> [To be done]:
Can you lay out every line of the entries below as a JSON list of strings, one string per line, with blank lines left out?

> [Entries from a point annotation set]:
_ _ _

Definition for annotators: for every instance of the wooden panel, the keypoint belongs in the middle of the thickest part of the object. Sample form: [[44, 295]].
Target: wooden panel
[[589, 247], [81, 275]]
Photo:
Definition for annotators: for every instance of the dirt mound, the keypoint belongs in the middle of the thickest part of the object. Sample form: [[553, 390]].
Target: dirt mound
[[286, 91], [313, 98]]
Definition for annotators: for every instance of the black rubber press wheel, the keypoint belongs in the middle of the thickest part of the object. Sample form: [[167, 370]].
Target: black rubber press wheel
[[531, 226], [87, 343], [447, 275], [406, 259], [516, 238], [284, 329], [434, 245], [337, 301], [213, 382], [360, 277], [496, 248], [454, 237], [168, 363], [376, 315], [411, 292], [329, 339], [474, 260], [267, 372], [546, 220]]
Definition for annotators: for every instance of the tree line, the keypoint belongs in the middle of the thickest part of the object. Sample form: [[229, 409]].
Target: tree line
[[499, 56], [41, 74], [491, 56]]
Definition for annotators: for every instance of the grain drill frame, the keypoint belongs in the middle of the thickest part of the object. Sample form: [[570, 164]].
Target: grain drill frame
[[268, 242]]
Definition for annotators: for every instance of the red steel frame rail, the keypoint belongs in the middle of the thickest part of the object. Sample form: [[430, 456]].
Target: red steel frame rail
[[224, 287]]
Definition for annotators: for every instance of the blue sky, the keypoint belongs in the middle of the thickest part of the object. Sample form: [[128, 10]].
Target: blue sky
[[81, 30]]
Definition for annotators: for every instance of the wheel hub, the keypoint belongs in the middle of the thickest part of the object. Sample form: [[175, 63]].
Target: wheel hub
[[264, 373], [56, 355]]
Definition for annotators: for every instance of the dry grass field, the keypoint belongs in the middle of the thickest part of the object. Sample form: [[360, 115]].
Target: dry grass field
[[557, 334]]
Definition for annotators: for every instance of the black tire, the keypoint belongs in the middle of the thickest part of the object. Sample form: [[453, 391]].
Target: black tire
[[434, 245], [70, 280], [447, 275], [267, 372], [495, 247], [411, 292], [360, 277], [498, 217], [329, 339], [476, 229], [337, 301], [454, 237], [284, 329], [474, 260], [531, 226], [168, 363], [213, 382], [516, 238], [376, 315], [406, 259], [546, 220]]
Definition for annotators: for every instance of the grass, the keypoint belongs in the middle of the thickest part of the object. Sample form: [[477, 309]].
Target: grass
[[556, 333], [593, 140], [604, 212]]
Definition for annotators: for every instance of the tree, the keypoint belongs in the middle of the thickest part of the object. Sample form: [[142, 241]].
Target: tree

_ _ _

> [Response to the task]:
[
  "Definition for annotators: for every instance of the wooden panel, the keypoint belongs in the middle of the thickest part of the object. Sample form: [[44, 295]].",
  "Target: wooden panel",
  "[[589, 247], [81, 275]]",
  "Photo:",
  "Definition for annotators: for every instance of the dirt mound, the keypoint belongs in the middle of the thickest part of the object. Sample form: [[553, 390]].",
  "Target: dirt mound",
  "[[286, 91], [313, 98]]",
  "Definition for annotators: for every instance of the black rubber press wheel, the keypoint belongs in the middle of the thickest part of the object. Sample form: [[167, 370]].",
  "Target: black rubber press wheel",
  "[[531, 226], [87, 343], [447, 275], [406, 259], [516, 238], [284, 329], [434, 245], [337, 301], [213, 382], [360, 277], [496, 248], [454, 237], [168, 363], [376, 315], [411, 292], [329, 339], [474, 260], [267, 372], [546, 220]]",
  "Definition for annotators: for every instance of the tree line, the keypoint belongs in the middle of the thickest part of the object. Sample form: [[229, 409]].",
  "Target: tree line",
  "[[499, 56], [41, 74], [491, 56]]",
  "Definition for annotators: for every instance of the grain drill frame, the keypoint belongs in the middle of the thickest part of the object. Sample form: [[570, 164]].",
  "Target: grain drill frame",
  "[[268, 242]]",
  "Definition for annotators: for every instance of the red steel frame rail, the keypoint belongs in the middle of the thickest part of the object. Sample form: [[430, 456]].",
  "Target: red steel frame rail",
  "[[224, 287]]",
  "Definition for annotators: for every instance of the blue sky, the keypoint belongs in the middle of the thickest part of the object. Sample form: [[128, 10]].",
  "Target: blue sky",
  "[[81, 30]]",
  "Definition for annotators: for every instance of the wheel hub, the keypoint belongs in the middle of the thickest part of the object. Sample form: [[175, 63]].",
  "Target: wheel hub",
  "[[264, 373], [56, 355]]",
  "Definition for annotators: for every instance of the dry grass field, the keypoint belongs in the middle of the thickest part of the object. Sample form: [[360, 115]].",
  "Target: dry grass field",
  "[[557, 334]]",
  "Definition for annotators: for every instance of the black tire, the keypoint belongs in the middle of the thickest part of the object. Sample form: [[453, 391]].",
  "Target: black tire",
  "[[434, 245], [70, 280], [447, 275], [267, 372], [495, 247], [411, 292], [360, 277], [498, 217], [329, 339], [476, 229], [337, 301], [454, 237], [284, 329], [474, 260], [531, 226], [168, 363], [213, 382], [516, 238], [376, 315], [406, 259], [546, 220]]",
  "Definition for annotators: for every instance of the grass, the keypoint belongs in the middle of the thickest part of the object. Sample form: [[477, 309]].",
  "Target: grass",
  "[[556, 333], [593, 140], [604, 212]]",
  "Definition for annotators: for every instance of the tree, the keypoint belongs in the middle of the thickest part of the object. Sample form: [[142, 241]].",
  "Target: tree"
]